> _EXTRACT_:

-- -- --

Trapped in Western Australia.

May to September 2020 Blog Update

3/09/20, by Will, (cover photo 22nd of July, Yandin Breakaway Lookout, Dandaragan).

***Note: WordPress have completely overhauled and changed their blogging format. This is the first time I’ve attempted to use the new format, there has been a lot to relearn so forgive me if the layout isn’t quite right, it will improve with practice.***

Hi everyone, Jenny and I hope you are all ok. This blog update is long overdue, I did write a full blog back in June called “The Lost Year” but upon reviewing it I felt it was way to dark and disillusioned to post. After that I just lost my mojo and one week blurred into the next.

I’m feeling quite disappointed & disgusted at how the Federal and various State Governments (including WA) have handled the current pandemic. With the hindsight of 6 month now behind us it appears to be just one big political power grab, using fear tactics and an over reach of restrictive emergency laws, eroding as many rights and freedoms from the Australian People as possible. You don’t have to research the mainstream and alternative news outlets very much to see numerous examples of the Government’s abuse of power.

-- -- --

> _SUPPLIED RECORDS_:
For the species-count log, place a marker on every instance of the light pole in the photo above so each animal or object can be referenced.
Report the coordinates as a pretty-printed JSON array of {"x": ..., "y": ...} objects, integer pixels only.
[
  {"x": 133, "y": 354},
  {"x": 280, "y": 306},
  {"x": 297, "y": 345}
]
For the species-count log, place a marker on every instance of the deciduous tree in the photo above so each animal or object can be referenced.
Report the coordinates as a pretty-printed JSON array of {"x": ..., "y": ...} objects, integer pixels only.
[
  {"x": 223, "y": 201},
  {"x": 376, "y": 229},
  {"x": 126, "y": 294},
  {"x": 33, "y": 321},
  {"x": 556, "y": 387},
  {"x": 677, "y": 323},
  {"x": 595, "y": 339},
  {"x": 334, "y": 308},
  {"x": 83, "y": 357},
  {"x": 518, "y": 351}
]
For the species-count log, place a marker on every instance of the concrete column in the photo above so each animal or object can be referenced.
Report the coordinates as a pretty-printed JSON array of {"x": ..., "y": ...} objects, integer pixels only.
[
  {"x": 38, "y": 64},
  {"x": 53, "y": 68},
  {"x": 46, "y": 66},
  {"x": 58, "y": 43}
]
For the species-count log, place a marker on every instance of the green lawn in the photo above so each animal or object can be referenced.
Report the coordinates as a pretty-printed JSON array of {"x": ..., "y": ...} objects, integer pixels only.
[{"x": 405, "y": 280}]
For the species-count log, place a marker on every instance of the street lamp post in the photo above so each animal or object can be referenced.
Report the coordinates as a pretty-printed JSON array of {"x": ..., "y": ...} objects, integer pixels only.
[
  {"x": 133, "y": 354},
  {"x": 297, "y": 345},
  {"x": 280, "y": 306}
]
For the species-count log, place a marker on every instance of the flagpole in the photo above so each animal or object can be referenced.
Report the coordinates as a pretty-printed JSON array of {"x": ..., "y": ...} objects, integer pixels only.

-- -- --

> _PROBLEMS AND TASKS_:
#1 In the blog update, why did the writer decide not to post the full blog written in June called "The Lost Year"?
#2 Transcribe the part of the blog update that opens with the words containing "3/09/20, by Will, (cover" and closes with "into the next.".

> _COMPLETED EXERCISE_:
#1 When the writer reviewed it, it seemed far too dark and disillusioned to post.

#2
3/09/20, by Will, (cover photo 22nd of July, Yandin Breakaway Lookout, Dandaragan).

***Note: WordPress have completely overhauled and changed their blogging format. This is the first time I’ve attempted to use the new format, there has been a lot to relearn so forgive me if the layout isn’t quite right, it will improve with practice.***

Hi everyone, Jenny and I hope you are all ok. This blog update is long overdue, I did write a full blog back in June called “The Lost Year” but upon reviewing it I felt it was way to dark and disillusioned to post. After that I just lost my mojo and one week blurred into the next.